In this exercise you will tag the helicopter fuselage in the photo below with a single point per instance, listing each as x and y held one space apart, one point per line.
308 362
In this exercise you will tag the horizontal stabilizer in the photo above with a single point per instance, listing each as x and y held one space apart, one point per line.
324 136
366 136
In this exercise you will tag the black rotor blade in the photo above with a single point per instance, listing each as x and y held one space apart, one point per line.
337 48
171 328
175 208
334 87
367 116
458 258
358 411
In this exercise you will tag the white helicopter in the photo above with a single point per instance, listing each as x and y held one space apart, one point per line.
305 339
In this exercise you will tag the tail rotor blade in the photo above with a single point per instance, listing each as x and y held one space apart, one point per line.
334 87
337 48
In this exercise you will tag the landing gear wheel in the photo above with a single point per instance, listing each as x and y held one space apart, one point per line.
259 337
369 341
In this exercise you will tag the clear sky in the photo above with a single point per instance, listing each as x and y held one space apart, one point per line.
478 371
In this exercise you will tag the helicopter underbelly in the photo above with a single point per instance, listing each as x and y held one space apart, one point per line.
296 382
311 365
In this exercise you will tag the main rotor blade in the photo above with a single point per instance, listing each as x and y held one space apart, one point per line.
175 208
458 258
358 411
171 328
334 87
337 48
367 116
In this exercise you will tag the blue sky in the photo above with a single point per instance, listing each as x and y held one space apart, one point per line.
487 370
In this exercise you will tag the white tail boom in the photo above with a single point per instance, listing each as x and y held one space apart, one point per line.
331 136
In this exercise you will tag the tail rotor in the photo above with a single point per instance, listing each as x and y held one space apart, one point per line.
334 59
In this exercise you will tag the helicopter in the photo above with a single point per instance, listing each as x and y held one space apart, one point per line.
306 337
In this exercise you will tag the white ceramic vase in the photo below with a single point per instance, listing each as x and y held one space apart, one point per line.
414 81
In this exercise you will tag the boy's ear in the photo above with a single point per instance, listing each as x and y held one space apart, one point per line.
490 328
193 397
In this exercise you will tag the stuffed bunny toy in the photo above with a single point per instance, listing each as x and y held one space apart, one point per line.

[PROBLEM]
Put down all the data once more, exactly as it appears above.

[OUTPUT FOR THIS EXERCISE]
In this exercise you will tag the helicopter fuselage in the photo below with a single point per instance, listing each as x and y held one space apart, one point per line.
308 362
In this exercise you will tag the horizontal stabilizer in the photo above with a single point per instance, listing each as x and y held one space apart, one point per line.
324 136
366 136
In this exercise you will tag the black rotor blade in the photo above with a single point per instance, listing each as x and y held one space apart, one point per line.
337 48
171 328
175 208
334 87
367 116
458 258
358 411
In this exercise you will tag the white helicopter in the photo above with a single point per instance, listing each as x and y held one space apart, one point per line.
305 339
In this exercise you will tag the tail rotor blade in the photo above with a single point per instance, listing each as x and y held one space apart, one point per line.
334 87
337 48
In this exercise you will tag the landing gear wheel in the photo above with a single point per instance, listing each as x and y held one space apart, one point per line.
259 337
369 341
In this exercise you will tag the clear sky in the photo above with a single point per instance, listing each as x and y held one space apart, one point per line.
478 371
In this exercise you will tag the helicopter underbelly in the photo above with a single point per instance, listing each as x and y held one space apart, one point per line.
296 382
311 365
In this exercise you will tag the main rotor blade in the photo above with a single point per instance, listing each as x and y held one space apart, one point per line.
175 208
458 258
358 411
171 328
334 87
337 48
367 116
In this exercise you will tag the blue sky in the photo above with a single point per instance, listing each as x and y held one space apart, one point per line.
487 370
In this exercise you will tag the white tail boom in the photo above with a single point per instance, listing each as x and y held one space apart, one point per line.
331 136
In this exercise you will tag the tail rotor in the photo above with a single point per instance, listing each as x and y held one space apart, one point per line.
334 59
In this exercise you will tag the helicopter in the photo above with a single point per instance, listing each as x and y held one space apart, one point per line.
306 337
In this exercise you will tag the white ceramic vase in the photo below with a single point per instance, listing each as x and y held one space apart, one point per line.
414 81
In this exercise you will tag the boy's ear in the photo above with a single point per instance, listing each as x and y held one space apart, one point per line.
490 328
193 397
In this exercise you will tag the stuffed bunny toy in the photo above with a single point per instance, listing each as x and y held one space apart, one point per line.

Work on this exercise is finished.